Reproduce the listing from its start through the line containing "[[66, 130]]", requests included, with every point coordinate in the answers multiplied by 2.4 and rounded to whole numbers, halves rounding up. Keep the requests and their sample coordinates unchanged.

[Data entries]
# # #
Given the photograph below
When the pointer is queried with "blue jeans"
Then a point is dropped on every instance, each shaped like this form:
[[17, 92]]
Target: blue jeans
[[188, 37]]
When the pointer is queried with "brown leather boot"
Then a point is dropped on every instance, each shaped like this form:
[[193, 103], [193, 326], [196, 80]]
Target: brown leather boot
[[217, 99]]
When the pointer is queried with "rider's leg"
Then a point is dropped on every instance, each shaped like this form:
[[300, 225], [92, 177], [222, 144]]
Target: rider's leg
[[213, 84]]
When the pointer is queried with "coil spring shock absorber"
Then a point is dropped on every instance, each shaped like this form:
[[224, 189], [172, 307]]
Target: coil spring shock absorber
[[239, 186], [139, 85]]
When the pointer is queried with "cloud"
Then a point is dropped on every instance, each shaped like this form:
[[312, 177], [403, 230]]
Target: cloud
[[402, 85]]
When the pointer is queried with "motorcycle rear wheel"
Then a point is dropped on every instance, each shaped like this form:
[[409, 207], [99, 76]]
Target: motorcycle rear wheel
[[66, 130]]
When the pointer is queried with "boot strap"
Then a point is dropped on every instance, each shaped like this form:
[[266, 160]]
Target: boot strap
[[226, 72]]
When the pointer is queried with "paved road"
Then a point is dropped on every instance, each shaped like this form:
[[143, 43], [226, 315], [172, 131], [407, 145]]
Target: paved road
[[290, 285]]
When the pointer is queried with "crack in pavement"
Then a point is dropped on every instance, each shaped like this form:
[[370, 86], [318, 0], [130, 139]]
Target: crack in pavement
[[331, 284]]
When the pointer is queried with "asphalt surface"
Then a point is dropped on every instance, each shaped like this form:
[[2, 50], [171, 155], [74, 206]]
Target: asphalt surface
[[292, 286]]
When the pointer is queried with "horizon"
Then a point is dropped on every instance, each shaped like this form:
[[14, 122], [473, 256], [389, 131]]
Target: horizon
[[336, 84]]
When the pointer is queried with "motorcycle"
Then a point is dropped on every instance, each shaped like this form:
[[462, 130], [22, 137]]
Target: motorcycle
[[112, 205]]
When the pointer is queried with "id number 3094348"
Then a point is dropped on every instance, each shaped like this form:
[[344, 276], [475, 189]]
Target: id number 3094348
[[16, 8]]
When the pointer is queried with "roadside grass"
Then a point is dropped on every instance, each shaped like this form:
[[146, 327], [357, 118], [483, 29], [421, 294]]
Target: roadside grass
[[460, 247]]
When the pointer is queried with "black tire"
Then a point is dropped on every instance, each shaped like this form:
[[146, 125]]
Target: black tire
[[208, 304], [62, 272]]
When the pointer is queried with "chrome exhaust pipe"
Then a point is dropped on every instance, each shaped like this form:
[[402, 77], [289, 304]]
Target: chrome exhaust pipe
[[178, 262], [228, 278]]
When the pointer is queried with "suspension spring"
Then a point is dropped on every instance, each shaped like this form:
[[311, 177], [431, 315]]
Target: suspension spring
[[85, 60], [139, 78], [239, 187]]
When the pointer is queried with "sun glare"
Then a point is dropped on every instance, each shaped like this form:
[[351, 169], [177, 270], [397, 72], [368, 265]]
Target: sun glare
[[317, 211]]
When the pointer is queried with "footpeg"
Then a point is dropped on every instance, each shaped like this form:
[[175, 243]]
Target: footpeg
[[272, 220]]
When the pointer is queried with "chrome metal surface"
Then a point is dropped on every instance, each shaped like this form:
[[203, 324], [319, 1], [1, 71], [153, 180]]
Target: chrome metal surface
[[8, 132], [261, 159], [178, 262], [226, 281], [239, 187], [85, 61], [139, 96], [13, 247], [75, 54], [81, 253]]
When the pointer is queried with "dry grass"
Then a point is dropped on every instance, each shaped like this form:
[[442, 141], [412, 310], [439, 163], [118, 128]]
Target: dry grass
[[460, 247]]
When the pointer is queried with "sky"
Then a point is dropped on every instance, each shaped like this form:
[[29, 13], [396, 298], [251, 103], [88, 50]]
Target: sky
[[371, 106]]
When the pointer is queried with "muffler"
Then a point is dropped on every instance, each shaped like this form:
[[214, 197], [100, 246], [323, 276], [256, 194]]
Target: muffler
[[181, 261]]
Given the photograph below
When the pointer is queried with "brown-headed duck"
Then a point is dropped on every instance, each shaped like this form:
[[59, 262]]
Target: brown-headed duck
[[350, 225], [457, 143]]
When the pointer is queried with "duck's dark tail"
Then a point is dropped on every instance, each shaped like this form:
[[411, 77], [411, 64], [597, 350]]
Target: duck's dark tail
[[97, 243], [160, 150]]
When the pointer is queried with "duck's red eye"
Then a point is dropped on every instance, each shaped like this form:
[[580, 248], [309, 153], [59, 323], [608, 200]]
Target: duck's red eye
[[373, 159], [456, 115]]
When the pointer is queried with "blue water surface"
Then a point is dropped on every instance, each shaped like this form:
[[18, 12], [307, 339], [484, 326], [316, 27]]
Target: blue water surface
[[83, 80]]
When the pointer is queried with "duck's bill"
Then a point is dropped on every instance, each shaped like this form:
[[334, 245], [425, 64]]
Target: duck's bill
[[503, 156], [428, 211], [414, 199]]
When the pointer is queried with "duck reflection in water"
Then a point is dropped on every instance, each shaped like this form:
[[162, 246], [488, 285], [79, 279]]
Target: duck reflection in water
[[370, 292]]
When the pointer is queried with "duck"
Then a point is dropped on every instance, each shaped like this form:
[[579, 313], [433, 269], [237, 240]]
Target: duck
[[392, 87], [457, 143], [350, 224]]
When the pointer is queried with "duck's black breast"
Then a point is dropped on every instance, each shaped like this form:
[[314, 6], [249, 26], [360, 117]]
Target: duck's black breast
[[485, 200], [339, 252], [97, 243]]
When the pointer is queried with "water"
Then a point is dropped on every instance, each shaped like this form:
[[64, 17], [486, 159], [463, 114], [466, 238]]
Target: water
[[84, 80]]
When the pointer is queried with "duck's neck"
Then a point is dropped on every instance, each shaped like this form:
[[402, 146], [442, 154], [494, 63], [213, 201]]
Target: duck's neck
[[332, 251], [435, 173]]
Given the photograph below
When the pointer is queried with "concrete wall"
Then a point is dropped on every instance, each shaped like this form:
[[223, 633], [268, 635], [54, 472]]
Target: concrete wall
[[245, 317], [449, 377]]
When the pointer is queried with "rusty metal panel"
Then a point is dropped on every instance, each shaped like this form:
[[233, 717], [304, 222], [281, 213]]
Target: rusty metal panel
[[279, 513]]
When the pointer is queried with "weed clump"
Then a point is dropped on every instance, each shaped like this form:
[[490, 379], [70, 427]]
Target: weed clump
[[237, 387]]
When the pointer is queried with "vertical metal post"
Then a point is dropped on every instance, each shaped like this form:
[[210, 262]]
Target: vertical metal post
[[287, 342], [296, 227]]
# # #
→ **Exercise response**:
Given the photograph below
When the pointer is queried with "blue jeans"
Then a point is dropped on every instance, each shaped like this form:
[[17, 92]]
Target: blue jeans
[[451, 89]]
When the pointer is queried with "brown leather boot"
Then a point is dropped on every instance, each shaped like this form:
[[193, 103], [193, 326], [196, 80]]
Target: brown leather boot
[[521, 238]]
When the pointer is queried with "rider's leg"
Then a point is dropped on every instance, each shaped like this form:
[[300, 225], [92, 177], [222, 144]]
Target: rider's leg
[[511, 202]]
When the pointer is queried with "coil spring shock absorber"
Then a point is dropped on every instance, each shaped like this form:
[[224, 189], [172, 307]]
Target: coil spring shock absorber
[[574, 446], [334, 204]]
When the pointer is queried with "cloud"
Then a point is dropped on every instance, each shaped like this form:
[[312, 177], [403, 230]]
Target: cloud
[[965, 204]]
When the pointer is queried with "motorcycle rear wheel"
Then a point is dropped on every instance, each shaped like this form:
[[409, 207], [99, 76]]
Target: motorcycle rear wheel
[[158, 312]]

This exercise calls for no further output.